### Entries
::::::::::

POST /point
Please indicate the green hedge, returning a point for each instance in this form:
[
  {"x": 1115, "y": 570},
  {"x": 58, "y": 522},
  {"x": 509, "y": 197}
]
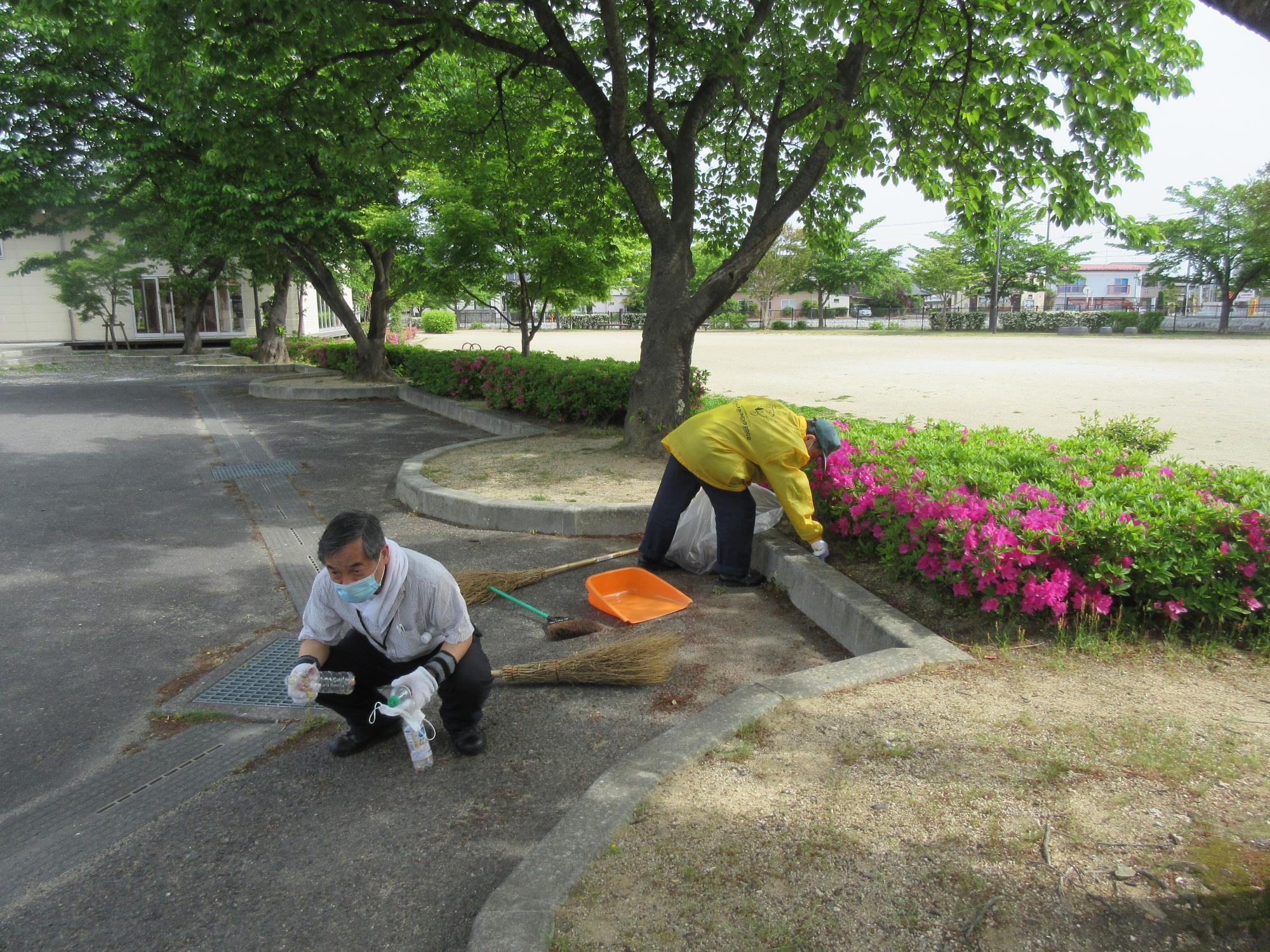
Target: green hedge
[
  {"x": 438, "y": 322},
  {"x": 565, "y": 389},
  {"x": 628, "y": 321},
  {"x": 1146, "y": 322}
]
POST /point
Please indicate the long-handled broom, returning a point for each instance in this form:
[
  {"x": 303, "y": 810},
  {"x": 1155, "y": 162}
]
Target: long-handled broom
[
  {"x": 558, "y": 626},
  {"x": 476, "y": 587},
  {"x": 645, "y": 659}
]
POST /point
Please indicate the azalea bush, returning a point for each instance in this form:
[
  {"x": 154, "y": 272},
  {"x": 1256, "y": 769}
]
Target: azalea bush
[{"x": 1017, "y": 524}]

::::::::::

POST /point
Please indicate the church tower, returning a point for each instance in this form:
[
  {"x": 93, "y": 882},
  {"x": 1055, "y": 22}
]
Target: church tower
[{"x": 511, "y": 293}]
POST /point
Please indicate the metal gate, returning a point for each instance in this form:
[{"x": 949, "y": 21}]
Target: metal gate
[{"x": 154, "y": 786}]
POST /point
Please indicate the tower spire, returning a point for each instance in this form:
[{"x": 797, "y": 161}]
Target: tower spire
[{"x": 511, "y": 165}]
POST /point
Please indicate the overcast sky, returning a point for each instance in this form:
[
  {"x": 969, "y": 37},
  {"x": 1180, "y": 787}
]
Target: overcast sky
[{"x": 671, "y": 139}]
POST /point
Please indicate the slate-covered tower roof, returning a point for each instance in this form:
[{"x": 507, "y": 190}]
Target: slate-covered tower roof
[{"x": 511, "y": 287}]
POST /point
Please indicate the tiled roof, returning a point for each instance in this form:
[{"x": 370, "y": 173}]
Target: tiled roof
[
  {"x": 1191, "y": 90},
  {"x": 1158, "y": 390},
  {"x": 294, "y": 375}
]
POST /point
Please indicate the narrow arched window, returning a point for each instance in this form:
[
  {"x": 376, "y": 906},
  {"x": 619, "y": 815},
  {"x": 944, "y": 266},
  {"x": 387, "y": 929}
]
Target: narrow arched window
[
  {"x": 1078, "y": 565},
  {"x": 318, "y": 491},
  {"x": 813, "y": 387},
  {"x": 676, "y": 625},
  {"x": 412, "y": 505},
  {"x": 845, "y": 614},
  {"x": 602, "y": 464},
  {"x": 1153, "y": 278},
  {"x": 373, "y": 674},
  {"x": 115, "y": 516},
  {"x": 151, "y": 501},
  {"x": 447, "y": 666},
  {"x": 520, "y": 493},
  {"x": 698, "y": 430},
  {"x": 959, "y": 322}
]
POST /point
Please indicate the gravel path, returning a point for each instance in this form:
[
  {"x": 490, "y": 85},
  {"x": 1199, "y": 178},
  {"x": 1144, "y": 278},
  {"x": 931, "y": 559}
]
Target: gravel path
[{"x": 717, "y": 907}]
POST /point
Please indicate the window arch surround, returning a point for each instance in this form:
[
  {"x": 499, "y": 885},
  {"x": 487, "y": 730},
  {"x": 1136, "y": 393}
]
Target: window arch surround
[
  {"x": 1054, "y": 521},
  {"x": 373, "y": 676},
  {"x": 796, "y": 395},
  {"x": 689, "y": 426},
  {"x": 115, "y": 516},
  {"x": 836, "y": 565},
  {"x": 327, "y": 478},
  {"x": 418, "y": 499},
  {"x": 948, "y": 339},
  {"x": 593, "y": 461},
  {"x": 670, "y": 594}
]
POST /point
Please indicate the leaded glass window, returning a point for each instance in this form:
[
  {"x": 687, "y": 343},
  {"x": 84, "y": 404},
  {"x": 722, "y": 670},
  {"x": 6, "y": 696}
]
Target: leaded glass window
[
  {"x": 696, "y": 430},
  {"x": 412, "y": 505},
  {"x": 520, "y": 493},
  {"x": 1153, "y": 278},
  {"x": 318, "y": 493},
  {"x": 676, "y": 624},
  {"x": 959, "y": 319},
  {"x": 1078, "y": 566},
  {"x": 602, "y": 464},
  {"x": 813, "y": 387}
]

::::::::::

### Exercise description
Gather every line in the entries above that contains the word "green", and copy each one in full.

### Solution for this problem
Please indicate the green hedge, returning a point for each instance in this form:
Target: green hedge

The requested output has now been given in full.